** Begin Supplied material **
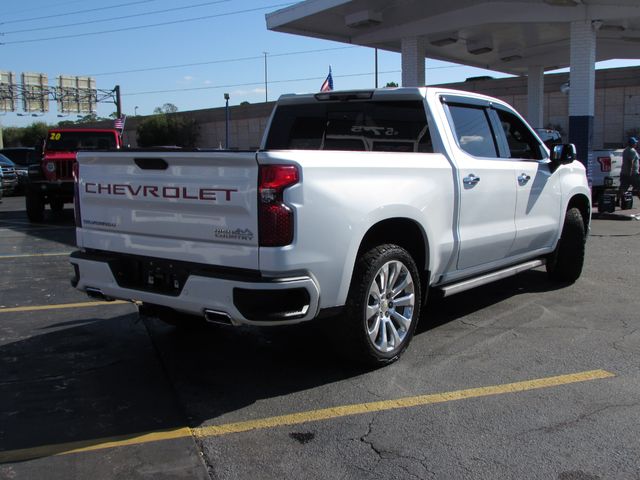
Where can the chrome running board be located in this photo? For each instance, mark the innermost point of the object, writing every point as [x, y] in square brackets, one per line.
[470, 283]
** End Supplied material **
** Begin Supplied material **
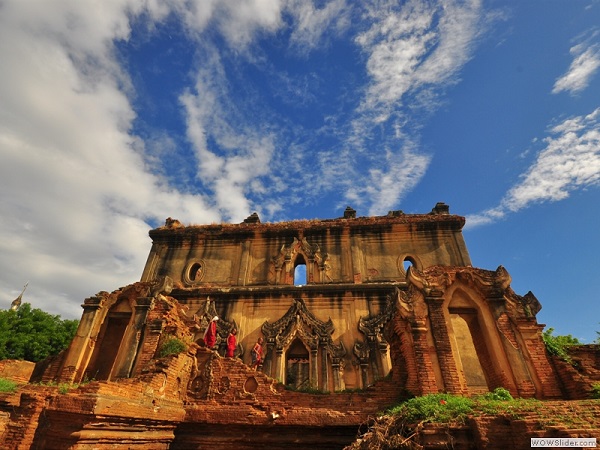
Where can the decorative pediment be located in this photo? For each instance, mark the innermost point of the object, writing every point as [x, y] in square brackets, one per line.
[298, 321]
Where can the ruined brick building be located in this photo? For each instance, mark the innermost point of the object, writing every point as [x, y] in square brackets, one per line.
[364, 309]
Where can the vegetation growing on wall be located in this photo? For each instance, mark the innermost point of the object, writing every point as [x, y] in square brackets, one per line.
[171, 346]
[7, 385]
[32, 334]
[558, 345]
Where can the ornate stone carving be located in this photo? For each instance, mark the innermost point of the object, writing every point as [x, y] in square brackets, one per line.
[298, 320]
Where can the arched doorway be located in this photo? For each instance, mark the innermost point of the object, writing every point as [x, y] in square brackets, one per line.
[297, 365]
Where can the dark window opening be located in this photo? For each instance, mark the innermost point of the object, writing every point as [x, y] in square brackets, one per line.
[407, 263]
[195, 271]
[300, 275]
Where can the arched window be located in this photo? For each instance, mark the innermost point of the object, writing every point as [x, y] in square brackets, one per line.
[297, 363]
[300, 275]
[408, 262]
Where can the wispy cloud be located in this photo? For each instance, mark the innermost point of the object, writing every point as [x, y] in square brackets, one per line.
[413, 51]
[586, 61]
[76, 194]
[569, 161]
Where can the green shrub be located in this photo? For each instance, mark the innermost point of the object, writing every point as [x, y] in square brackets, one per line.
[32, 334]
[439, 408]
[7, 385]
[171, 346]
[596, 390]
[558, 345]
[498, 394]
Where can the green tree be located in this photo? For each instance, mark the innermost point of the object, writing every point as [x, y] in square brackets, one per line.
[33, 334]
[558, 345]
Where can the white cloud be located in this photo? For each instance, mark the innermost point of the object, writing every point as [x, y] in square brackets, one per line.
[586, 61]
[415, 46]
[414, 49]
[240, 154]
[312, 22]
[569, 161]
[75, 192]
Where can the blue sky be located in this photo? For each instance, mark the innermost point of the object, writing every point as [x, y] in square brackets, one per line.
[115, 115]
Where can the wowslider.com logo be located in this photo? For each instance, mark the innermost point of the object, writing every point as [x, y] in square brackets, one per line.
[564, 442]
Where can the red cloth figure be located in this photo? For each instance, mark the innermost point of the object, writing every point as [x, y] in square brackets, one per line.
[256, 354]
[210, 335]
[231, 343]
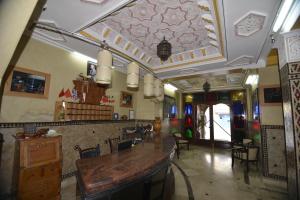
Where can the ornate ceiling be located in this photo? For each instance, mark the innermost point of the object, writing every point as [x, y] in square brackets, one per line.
** End Supplied material **
** Begin Supplied material **
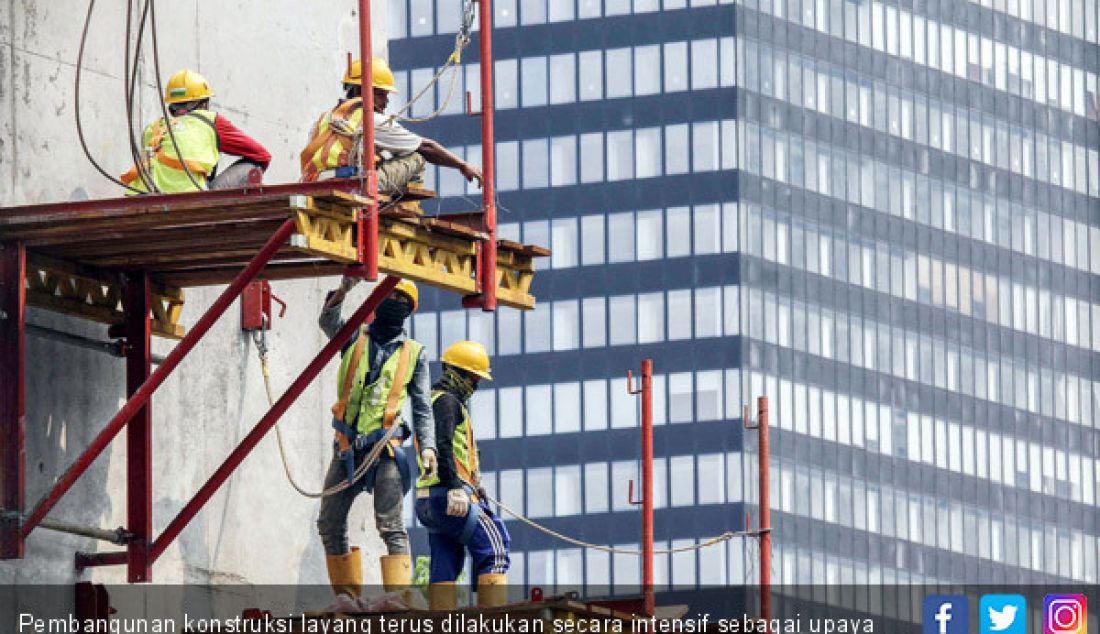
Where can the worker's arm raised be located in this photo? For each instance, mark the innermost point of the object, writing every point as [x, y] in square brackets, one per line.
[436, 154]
** End Supplied material **
> [Task to complete]: Please find each line in the records above that contains the string "ornate", treating uppercase and lowercase as different, and copy those lines.

> [Full output]:
Where can the ornate stone carving be located in this photo? For each instance, mark the innermost point of the object, writing every point as [x, y] in square brackets, one per line.
Where can the ornate ceiling be located in this photo? For each instance, mark the innermost point of the object, writing every point as [x, y] in square brackets, one per line.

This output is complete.